How To Mentor the Right Way as An Entrepreneur

Let’s rip the Band-Aid off:

Your mentorship style is probably trash.

Not because you’re a bad person.

But because nobody ever taught you what real mentorship looks like inside a growing company.

You’re over here coaching clients like a boss
…but mentoring your team like a distracted substitute teacher with a caffeine addiction.

And here’s the kicker: it’s why your business won’t scale past YOU.

If your growth is entirely dependent on your brain, your decisions, and your execution…Congrats, you’ve just built a really stressful job.

Your Team Isn’t the Problem. You Are.

Here’s what most founders get wrong: They think mentorship is about shaping someone into a “mini-me.”

“If they just thought like I did…”
“If they had my instincts…”
“If they followed my process…”

That is control and not mentorship and it leads to three things:

  • Burnt-out CEOs who micromanage everything
  • Frustrated teams who never feel like they’re winning
  • Stagnant growth because nobody else can move the company forward

 

Real mentorship is NOT about molding someone into your image.

It’s about unlocking their potential and getting the hell out of the way.

The Gold You’re Ignoring: Tribal Knowledge

Let’s talk about the #1 underutilized asset in your company:

Your people’s lived experience inside your business.

They’ve seen:

  • What products bombed
  • What ads printed money
  • What customers lost their minds (and why)
  • How you handled chaos, setbacks, launches, pivots, rebrands

 

That’s called tribal knowledge.

And it’s priceless — if you leverage it right.

You don’t need to keep hiring outside experts. You need to develop the people who’ve already survived the fire.

━━━━━━━━━━

Problems to work on.
1. In the mentorship article, rewrite the paragraph beginning "That is control and not mentorship" and its list as one shorter sentence, keeping its main facts.
2. Pick up the article on mentoring as an entrepreneur after its final sentence and write the next few paragraphs.

━━━━━━━━━━

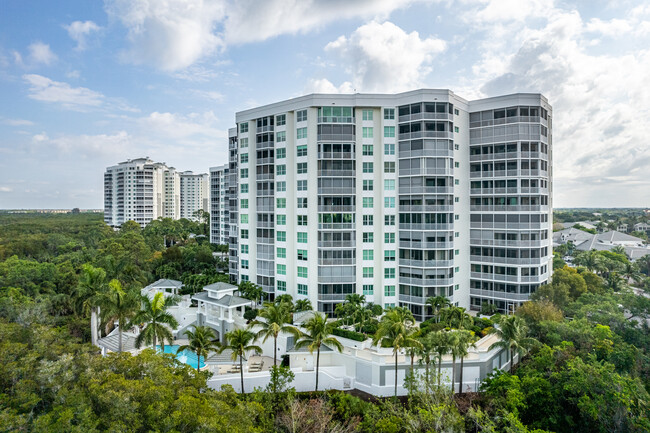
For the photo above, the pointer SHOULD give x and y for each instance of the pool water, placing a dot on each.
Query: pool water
(184, 356)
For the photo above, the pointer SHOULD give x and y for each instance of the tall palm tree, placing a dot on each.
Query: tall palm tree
(464, 341)
(396, 329)
(158, 321)
(513, 336)
(303, 305)
(319, 332)
(118, 305)
(276, 320)
(92, 285)
(239, 341)
(200, 341)
(437, 303)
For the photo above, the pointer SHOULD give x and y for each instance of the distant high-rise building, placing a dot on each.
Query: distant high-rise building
(399, 197)
(195, 194)
(219, 215)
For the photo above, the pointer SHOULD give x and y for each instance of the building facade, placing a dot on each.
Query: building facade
(134, 190)
(397, 197)
(195, 194)
(219, 215)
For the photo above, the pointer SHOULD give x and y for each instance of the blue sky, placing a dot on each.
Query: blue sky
(86, 84)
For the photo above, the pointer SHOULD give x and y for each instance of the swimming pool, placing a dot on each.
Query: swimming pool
(185, 356)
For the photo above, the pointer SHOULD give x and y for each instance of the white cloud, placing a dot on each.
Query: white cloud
(168, 34)
(384, 58)
(41, 53)
(79, 31)
(44, 89)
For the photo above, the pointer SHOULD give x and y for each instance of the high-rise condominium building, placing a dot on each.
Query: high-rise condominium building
(398, 197)
(134, 190)
(195, 194)
(219, 215)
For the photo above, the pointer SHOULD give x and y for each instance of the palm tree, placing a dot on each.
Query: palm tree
(396, 329)
(92, 285)
(437, 303)
(158, 320)
(464, 341)
(118, 305)
(303, 305)
(239, 341)
(512, 333)
(319, 332)
(276, 320)
(200, 341)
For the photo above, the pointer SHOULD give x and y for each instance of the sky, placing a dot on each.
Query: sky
(87, 84)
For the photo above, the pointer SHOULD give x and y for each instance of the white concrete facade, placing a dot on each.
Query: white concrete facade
(385, 195)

━━━━━━━━━━

Answers in order.
1. Treating mentorship as control produces burnt-out, micromanaging CEOs, frustrated teams who never feel they're winning, and stagnant growth because nobody else can move the company forward.

2.
But here’s the asterisk: They have to be growing with the business, not dragging behind it.

Enter: Mentorship That Actually Works

Let’s build a real system — one that develops leaders, not dependents.

This is how Emma Rainville mentors high-level staff to think, act, and decide like owners.

Step 1: Document Their Journey (Privately)

Before you even sit them down for their first “development” convo, build a doc for yourself with these things:

  • Start date and onboarding observations
  • Top 3 skills they bring to the table
  • Top 3 skills they’re weak in
  • 1–5 ratings for core competencies

           1 = expert

           5 = needs heavy support

  • Bonus strengths outside their role
  • Example: A customer support rep who’s oddly brilliant at landing page copy

 

This document is for your eyes only. It’s your roadmap.

It helps you stop mentoring based on gut feelings and start leading with clarity.

Step 2: Ask the Questions No One Asks

Most entrepreneurs never ask their staff this, but it’s the most important conversation you’ll ever have:

“What do YOU want — in life, in work, in your future?”

Sit them down and ask:

  • What does a perfect day look like for you?
  • What do you want in 1, 3, 5, 10 years?
  • Do you want to retire early or never retire at all?
  • What role excites you next?
  • What does success in your current role look like to YOU?

Then do the hard part: shut the hell up and listen.

They might say something surprising:

  • “I want to build a real estate portfolio.”
  • “I want to lead a team of 10 people in 3 years.”
  • “I want to stay in this role, but be the best in the company at it.”

Your job is not to steer them away from that.

Your job is to help them get there faster — even if it’s not what you’d choose for them.

Step 3: Build Around Their Learning Style

One of the fastest ways to screw up mentorship is assuming everyone learns like you.

Some people want weekly calls. Others hate meetings and would rather consume info solo.

Tailor the cadence. Tailor the format.

Meet them where they are — not where it’s convenient for you.

Emma Rainville gives the example of two of her team members:

  • One thrives on bi-weekly calls about business and personal goals.
  • The other would lose his mind if he had to talk feelings on Zoom every week.

Customize the rhythm of your mentorship or you’ll just create resentment disguised as “support”.

Step 4: You Don’t Have to Be the Guru

You don’t need to know everything. But you do need to resource people properly.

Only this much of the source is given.